- WORK REQUIRED -
Copy exactly the lines from the one containing "Task: tag the blurred spectator" through the last line of the records, both included, and nothing more.

- SOURCE MATERIAL -

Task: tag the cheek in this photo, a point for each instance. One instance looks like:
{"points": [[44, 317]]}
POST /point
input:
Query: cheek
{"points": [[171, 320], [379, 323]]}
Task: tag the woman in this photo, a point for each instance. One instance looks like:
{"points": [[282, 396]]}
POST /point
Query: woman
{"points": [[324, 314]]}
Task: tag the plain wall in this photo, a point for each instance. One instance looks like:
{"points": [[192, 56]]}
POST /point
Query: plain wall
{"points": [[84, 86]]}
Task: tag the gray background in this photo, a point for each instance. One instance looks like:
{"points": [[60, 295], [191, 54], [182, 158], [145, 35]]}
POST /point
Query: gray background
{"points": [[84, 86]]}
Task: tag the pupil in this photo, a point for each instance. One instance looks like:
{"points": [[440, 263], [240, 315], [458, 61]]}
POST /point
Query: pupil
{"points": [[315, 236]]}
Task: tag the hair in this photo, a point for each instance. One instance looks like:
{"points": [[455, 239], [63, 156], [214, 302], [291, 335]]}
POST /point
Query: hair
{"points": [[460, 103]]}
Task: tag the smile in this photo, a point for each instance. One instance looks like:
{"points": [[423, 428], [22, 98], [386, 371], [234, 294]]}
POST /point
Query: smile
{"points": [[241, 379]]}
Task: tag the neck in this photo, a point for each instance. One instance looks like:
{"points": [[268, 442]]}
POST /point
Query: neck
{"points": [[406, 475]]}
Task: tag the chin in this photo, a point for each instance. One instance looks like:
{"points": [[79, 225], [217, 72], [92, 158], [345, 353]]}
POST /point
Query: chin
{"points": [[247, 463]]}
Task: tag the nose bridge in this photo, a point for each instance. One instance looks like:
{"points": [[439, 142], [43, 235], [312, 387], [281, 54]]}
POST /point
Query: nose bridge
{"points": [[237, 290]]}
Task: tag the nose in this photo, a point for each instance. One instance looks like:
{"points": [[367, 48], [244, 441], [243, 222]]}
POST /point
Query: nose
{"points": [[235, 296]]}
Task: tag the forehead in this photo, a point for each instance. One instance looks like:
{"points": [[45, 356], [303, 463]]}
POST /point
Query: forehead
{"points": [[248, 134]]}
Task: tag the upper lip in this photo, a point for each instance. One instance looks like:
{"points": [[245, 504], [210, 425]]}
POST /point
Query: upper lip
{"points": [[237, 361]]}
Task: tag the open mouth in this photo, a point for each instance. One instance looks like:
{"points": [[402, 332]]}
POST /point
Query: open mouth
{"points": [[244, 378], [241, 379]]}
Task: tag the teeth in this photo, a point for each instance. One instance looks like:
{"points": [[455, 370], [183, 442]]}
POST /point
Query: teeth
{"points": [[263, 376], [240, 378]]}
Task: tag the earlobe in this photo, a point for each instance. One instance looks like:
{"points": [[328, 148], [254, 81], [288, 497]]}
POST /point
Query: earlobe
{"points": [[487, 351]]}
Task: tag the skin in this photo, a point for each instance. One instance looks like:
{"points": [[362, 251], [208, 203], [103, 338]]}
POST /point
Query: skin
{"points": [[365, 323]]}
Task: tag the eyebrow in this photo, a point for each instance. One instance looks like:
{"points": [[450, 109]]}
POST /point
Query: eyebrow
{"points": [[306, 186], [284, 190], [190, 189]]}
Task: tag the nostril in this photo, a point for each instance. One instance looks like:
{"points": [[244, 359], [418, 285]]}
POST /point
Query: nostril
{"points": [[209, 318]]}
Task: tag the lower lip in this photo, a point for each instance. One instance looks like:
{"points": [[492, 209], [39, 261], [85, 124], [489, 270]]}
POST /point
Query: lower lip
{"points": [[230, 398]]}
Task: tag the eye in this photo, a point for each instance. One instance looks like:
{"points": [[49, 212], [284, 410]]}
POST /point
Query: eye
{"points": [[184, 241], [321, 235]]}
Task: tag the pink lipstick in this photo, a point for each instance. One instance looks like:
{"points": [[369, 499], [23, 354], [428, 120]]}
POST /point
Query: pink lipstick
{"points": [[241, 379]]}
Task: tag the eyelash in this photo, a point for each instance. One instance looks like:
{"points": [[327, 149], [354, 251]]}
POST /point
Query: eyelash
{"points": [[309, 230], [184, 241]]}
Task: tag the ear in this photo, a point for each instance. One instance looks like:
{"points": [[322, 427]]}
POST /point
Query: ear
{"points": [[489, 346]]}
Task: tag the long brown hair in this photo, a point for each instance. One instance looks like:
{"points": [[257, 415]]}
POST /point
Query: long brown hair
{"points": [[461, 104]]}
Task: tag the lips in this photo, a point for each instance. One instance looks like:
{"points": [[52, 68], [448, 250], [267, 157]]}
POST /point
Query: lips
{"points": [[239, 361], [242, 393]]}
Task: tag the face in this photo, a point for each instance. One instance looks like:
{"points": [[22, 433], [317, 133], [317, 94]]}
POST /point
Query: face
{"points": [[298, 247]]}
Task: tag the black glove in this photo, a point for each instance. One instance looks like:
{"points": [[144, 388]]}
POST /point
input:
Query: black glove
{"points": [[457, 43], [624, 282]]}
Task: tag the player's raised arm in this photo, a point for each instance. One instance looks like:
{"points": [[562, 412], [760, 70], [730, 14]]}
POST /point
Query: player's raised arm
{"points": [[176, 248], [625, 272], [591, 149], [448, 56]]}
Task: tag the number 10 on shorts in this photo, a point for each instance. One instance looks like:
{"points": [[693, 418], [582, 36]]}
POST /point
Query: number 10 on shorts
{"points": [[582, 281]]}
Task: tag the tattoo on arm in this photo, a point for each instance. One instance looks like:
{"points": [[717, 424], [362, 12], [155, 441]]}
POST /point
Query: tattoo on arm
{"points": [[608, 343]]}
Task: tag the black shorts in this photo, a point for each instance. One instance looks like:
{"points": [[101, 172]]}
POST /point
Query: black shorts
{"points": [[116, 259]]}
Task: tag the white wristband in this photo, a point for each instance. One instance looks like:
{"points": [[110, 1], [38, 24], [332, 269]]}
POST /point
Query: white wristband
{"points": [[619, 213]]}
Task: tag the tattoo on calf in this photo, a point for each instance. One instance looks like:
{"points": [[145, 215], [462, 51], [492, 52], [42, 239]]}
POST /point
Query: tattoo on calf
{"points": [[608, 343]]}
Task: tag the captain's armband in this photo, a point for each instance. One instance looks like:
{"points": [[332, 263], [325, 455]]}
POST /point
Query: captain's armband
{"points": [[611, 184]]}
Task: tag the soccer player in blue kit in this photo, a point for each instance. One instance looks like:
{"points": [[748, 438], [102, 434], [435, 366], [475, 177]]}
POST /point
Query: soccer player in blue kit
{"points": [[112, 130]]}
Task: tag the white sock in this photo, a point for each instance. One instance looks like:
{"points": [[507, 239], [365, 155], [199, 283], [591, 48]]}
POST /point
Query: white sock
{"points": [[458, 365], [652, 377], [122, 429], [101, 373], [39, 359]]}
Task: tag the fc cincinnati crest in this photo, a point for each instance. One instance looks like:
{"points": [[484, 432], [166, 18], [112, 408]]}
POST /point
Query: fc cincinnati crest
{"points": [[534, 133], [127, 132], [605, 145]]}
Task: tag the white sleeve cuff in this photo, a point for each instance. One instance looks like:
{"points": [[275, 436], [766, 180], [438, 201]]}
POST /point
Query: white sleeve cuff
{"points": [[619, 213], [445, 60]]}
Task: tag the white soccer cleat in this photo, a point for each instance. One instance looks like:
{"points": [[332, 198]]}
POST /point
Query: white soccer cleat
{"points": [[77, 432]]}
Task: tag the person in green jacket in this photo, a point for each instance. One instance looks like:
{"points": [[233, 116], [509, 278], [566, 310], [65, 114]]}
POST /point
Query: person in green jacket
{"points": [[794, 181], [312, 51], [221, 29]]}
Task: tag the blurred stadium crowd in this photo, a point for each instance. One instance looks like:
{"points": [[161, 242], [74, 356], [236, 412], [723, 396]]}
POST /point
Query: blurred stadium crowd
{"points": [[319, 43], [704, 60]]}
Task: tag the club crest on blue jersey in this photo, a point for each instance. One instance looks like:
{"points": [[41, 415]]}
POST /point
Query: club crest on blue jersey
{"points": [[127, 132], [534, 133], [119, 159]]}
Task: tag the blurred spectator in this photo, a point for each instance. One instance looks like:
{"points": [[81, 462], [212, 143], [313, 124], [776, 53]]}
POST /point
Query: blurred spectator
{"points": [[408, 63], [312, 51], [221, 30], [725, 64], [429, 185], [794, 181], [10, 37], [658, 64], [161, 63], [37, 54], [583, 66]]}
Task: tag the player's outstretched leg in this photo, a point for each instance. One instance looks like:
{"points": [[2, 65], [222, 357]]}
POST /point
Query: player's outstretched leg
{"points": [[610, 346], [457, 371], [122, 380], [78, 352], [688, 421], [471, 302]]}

- FINAL RESULT -
Task: tag the blurred spectator in this photo, a point for each instance. One instance looks like:
{"points": [[81, 462], [212, 143], [313, 124], [776, 53]]}
POST /point
Query: blurred spectator
{"points": [[408, 63], [312, 51], [221, 30], [725, 64], [429, 185], [794, 181], [10, 37], [658, 64], [161, 63], [37, 54], [583, 66]]}
Task: tag the player's outstretched leg in this photo, a point for each instance. One instance looks like:
{"points": [[2, 65], [222, 357]]}
POST /point
Query: player's outstretched leg
{"points": [[610, 346], [457, 371], [122, 380], [78, 352], [688, 421], [471, 302]]}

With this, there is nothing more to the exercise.